DIRECTIONS:
(a) In the article on the Tory conference at Blackpool, what figures did the pre-conference poll give for Labour and the Conservatives?
(b) Carry on the article about the 1999 Tory conference at Blackpool from the point where it stops.

+++ EXCERPTED PASSAGE

WeeklyWorker

14.10.1999

Tory lurch to right

After Blackpool the Conservative Party under Hague looks unelectable, argues Michael Malkin

“Those whom the gods would destroy, they first make mad.” Had Euripedes been at Blackpool last week, he would have pointed to the Tory conference as eloquent proof of his maxim, for what we witnessed was a political party, once a mighty force, losing touch with reality.

With a pre-conference poll indicating that William Hague’s party was scraping the bottom of its post-1997 lows (Labour 52%, Conservatives 25%) and that his own popularity ratings - even among Tory supporters - were measurable only in minus quantities, Hague was confronted by a formidable task: to win back the millions of middle and working class voters who defected to Blair in 1997 by restoring some semblance of confidence in his leadership and in the Conservative Party’s electability as a viable and coherent alternative to New Labour. In both respects he failed dismally.

++++++
+++ EXTRACTED DATA

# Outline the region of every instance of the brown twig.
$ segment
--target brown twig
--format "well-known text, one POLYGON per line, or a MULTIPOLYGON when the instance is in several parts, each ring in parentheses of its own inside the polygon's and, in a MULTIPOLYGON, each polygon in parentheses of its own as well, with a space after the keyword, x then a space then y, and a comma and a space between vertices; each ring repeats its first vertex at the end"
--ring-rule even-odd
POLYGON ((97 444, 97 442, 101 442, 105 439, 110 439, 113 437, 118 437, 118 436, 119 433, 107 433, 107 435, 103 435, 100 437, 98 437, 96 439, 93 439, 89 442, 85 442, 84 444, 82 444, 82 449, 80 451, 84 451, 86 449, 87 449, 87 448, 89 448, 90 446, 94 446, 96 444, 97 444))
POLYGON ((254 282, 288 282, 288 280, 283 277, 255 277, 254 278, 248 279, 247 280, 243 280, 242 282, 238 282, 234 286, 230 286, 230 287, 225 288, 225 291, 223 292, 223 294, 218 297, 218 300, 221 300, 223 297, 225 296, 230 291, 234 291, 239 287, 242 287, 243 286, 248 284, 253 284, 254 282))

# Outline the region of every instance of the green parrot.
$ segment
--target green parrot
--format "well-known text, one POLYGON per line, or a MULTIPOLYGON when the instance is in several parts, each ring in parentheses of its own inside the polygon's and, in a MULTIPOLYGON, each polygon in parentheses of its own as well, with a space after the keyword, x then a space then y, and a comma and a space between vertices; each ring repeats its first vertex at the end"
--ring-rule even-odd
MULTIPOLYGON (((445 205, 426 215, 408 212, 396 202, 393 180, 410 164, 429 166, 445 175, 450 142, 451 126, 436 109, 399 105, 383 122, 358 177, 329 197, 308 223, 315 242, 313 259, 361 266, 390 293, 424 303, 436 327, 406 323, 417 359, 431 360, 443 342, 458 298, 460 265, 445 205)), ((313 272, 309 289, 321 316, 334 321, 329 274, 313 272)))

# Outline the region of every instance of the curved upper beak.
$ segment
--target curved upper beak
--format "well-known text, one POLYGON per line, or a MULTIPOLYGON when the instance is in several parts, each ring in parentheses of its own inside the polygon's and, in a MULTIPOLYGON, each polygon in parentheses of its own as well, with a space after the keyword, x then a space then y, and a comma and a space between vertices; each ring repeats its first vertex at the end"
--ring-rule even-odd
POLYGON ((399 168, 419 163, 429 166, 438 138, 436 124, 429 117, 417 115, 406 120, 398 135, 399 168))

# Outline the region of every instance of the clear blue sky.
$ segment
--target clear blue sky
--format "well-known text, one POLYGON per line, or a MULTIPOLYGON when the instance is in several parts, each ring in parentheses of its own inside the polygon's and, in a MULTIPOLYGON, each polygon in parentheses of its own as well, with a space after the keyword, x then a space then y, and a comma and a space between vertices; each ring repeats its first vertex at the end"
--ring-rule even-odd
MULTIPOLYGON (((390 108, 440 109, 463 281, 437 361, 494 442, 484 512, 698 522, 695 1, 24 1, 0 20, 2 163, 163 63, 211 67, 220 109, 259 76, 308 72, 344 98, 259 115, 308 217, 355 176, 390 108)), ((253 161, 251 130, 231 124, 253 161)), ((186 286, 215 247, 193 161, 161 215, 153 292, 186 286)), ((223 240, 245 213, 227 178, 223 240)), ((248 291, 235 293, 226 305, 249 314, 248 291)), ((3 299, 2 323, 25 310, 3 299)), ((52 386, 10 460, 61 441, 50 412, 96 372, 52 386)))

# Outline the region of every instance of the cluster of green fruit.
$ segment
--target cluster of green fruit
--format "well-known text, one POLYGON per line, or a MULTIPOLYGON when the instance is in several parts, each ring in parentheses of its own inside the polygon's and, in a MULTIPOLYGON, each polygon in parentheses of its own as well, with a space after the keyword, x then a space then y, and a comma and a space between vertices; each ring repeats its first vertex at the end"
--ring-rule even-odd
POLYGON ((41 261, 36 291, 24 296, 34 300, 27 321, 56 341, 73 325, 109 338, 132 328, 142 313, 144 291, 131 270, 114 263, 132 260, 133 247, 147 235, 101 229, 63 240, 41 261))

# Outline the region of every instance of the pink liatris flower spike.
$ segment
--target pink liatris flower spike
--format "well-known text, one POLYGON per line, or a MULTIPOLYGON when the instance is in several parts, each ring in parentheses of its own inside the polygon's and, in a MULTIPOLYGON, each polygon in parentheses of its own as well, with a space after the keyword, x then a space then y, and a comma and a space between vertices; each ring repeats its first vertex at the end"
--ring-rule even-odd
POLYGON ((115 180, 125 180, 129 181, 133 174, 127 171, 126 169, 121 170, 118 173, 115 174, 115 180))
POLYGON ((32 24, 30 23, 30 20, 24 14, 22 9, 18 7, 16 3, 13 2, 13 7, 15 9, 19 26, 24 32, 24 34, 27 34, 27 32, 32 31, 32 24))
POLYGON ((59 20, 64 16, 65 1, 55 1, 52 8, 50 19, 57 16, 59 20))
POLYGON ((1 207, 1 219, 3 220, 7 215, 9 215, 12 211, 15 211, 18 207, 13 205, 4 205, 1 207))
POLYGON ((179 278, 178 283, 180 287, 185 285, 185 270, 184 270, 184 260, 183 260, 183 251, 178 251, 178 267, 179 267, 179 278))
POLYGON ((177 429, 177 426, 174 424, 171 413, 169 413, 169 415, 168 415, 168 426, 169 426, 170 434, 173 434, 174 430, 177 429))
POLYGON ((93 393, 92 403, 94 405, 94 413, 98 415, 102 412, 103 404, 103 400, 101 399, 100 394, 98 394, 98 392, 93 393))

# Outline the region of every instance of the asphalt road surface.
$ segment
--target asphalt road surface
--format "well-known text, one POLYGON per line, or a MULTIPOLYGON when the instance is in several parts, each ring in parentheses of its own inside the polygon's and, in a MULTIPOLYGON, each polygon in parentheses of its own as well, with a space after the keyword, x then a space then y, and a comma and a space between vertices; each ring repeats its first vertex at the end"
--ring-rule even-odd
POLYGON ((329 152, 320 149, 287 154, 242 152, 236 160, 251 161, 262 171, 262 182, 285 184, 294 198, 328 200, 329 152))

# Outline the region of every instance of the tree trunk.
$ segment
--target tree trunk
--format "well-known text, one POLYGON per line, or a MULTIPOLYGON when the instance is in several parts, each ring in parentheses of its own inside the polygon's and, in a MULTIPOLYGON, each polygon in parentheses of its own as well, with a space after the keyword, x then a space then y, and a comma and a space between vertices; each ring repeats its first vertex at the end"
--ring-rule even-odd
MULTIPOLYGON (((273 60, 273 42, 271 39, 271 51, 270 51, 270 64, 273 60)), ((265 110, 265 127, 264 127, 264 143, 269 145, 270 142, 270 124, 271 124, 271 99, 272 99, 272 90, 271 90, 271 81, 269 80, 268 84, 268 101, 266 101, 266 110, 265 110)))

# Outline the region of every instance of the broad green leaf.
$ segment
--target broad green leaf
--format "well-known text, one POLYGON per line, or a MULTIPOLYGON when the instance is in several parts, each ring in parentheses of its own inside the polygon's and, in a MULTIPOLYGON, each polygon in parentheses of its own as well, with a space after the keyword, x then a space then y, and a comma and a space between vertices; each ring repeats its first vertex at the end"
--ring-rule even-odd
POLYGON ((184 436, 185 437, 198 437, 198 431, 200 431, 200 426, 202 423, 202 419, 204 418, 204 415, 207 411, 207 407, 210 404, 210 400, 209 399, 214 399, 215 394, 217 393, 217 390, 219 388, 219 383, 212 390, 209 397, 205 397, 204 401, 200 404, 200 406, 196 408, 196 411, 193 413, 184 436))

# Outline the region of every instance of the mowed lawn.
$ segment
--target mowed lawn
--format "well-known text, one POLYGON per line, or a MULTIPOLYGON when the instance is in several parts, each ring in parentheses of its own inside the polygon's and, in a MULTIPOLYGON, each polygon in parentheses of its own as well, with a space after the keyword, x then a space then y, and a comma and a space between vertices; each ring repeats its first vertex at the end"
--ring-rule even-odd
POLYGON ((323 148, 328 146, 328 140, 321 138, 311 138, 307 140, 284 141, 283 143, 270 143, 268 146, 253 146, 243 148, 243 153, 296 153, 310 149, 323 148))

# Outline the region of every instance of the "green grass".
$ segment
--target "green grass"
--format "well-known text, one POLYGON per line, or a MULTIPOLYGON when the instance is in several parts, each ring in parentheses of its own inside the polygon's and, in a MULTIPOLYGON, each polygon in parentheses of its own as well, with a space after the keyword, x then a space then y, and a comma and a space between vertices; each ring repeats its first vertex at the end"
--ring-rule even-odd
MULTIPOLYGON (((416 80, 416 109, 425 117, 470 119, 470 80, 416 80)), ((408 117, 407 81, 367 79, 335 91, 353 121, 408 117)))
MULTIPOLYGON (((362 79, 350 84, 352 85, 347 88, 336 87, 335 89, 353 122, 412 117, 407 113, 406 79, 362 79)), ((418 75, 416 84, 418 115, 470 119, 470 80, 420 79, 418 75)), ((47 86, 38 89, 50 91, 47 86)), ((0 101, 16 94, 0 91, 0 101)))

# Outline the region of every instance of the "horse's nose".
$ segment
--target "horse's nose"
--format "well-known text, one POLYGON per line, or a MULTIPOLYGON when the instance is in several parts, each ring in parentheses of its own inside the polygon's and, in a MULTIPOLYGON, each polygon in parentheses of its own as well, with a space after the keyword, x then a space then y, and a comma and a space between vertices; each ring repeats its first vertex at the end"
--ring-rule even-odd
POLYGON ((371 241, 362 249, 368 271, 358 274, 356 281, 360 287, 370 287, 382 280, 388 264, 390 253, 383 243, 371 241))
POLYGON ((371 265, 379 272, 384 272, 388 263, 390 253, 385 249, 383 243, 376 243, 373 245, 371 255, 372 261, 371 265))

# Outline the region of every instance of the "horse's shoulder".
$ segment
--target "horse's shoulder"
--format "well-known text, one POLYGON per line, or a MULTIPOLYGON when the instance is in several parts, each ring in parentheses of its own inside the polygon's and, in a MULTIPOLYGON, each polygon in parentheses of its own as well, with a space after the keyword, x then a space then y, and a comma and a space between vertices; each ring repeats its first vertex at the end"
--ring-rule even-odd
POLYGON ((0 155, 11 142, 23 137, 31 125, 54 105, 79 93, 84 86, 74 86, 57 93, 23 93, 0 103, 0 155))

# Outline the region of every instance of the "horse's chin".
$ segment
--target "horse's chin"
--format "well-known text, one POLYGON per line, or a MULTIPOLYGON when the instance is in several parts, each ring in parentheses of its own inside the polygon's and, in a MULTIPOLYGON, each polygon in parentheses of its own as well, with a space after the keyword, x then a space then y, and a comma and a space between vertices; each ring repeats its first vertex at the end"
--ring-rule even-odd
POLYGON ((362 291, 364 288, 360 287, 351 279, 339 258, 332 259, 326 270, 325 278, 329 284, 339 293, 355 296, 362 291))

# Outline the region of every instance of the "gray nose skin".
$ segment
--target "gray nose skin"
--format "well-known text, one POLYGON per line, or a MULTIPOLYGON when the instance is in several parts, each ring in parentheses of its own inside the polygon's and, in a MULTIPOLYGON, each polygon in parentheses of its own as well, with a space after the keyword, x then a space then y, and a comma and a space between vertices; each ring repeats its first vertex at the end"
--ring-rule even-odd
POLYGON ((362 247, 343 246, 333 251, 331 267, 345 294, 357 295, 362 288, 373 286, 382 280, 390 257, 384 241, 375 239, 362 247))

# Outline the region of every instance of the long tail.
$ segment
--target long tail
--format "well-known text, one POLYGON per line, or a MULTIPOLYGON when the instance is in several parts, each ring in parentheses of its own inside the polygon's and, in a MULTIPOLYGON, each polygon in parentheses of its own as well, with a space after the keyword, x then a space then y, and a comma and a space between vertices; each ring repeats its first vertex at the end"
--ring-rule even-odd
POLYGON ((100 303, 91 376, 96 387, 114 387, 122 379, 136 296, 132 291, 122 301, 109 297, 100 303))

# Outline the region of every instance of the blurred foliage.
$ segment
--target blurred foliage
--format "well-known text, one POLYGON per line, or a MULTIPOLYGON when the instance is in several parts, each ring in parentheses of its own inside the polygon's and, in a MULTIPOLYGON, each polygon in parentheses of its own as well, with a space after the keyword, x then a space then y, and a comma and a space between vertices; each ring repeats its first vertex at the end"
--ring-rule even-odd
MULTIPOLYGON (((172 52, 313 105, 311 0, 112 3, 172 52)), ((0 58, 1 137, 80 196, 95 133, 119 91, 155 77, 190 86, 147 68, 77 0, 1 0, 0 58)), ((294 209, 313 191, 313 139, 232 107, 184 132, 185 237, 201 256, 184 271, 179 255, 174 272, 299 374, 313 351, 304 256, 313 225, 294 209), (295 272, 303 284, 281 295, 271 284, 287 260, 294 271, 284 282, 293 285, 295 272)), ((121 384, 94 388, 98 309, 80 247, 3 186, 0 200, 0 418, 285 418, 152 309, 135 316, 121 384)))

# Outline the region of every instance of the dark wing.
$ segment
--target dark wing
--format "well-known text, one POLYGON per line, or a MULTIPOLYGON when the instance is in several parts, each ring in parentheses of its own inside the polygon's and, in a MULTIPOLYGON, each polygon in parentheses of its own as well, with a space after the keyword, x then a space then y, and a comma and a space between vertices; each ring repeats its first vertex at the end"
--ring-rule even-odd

++++++

ANSWERS PROVIDED:
(a) Labour 52%, Conservatives 25%.

(b)
Only two years ago in the same hall, in the aftermath of its catastrophic performance in the general election, Hague blamed defeat on the “arrogant, selfish and conceited” nature of his party, which was, in his own words, perceived as “harsh, uncaring and greedy”. The age of “caring conservatism” was inaugurated (The Guardian October 5). It was time for the ‘Listen to Britain’ campaign. Two years and dozens of ‘focus groups’ later, the product of this implausible conversion to humility and compassion was unveiled. The common-sense revolution - a fatuous oxymoron - turns out to be little more than a ragbag of neo-Thatcherite, supposedly populist nostrums. This bombastic, bloated and intensely backward-looking document, with its “five guarantees to the British people” and its 60 policy initiatives, laughably endows all the most prejudiced and reactionary opinions of the home counties saloon bar ideologue with the status of political wisdom.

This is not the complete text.